EXERCISE REQUIREMENTS >> A single number is wanted: how many lines of the data below include the string "blue"?

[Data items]
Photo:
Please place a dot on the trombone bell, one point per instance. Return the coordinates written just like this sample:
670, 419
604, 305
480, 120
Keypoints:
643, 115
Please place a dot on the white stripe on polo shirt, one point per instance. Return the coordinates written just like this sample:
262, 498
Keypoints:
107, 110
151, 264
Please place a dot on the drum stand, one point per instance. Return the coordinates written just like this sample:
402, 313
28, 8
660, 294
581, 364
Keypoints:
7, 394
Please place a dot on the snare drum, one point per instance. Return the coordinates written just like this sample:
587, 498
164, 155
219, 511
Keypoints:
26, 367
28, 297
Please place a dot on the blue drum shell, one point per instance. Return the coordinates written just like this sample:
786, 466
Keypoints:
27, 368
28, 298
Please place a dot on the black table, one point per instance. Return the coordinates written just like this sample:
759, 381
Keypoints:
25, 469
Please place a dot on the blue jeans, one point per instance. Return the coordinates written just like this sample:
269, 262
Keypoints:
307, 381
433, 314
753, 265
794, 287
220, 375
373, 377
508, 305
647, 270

ANSWER BOX >> 2